▶ Фрагмент документа:
Экономисты помогают оценивать реформы и выяснять, что работает, а что не работает. Сегодня количественное оценивание реформ становится "золотым стандартом" при проведении любых социально-экономических реформ. В Мексике был принят специальный закон, что социально-экономические реформы нельзя делать без такого пилотного исследования. Деятельность глобального фонда, который борется с туберкулезом, малярией и СПИДом, тоже использует эти механизмы. Деятельность "Фонда Гейтсов", во многом, тоже основана на том, что любой проект нужно оценивать количественно.

 

Я мог бы продолжать проводить примеры успехов в области экономики развития. Но я бы хотел рассказать и про макроэкономику.

 

Сейчас много говорят о том, что во время кризиса макроэкономисты сильно провалились. Если говорить откровенно, то честные экономисты никогда не берут на себя ответственность предсказывать, когда будет кризис. По определению, экономисты не могут предсказать кризис. Ведь как только они точно знают, что он случится через какое-то время, то он, как я уже сказал, происходит немедленно.

 

Зато экономисты понимают, как устроен кризис. Экономисты понимают, как и в какой последовательности изменяются основные макроэкономические переменные во время кризиса. Сначала падает рынок ценных бумаг. Потом падают инвестиции. Потом сокращается занятость. Более того, примерно понятно, как нужно бороться с кризисами. Не случайно, во время этого кризиса очень быстро во всех странах, в том числе и в Америке, были предложены программы антикризисных мер.

▶ Задания:
• a. Воспроизведите часть фрагмента об экономистах без изменений: начните с места, где стоят слова "Экономисты помогают оценивать", и остановитесь после слов "и про макроэкономику.".
• b. Какой закон был принят в Мексике согласно фрагменту об экономистах?
Список, который идёт следом, в этой работе не используется.

▶ Раздел данных:
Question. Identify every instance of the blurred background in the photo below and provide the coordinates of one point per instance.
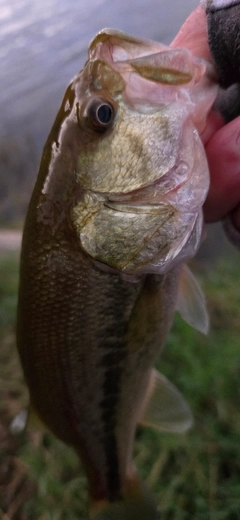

▶ Решения заданий:
• a.
Экономисты помогают оценивать реформы и выяснять, что работает, а что не работает. Сегодня количественное оценивание реформ становится "золотым стандартом" при проведении любых социально-экономических реформ. В Мексике был принят специальный закон, что социально-экономические реформы нельзя делать без такого пилотного исследования. Деятельность глобального фонда, который борется с туберкулезом, малярией и СПИДом, тоже использует эти механизмы. Деятельность "Фонда Гейтсов", во многом, тоже основана на том, что любой проект нужно оценивать количественно.

 

Я мог бы продолжать проводить примеры успехов в области экономики развития. Но я бы хотел рассказать и про макроэкономику.

• b. Закон о том, что социально-экономические реформы нельзя проводить без пилотного исследования.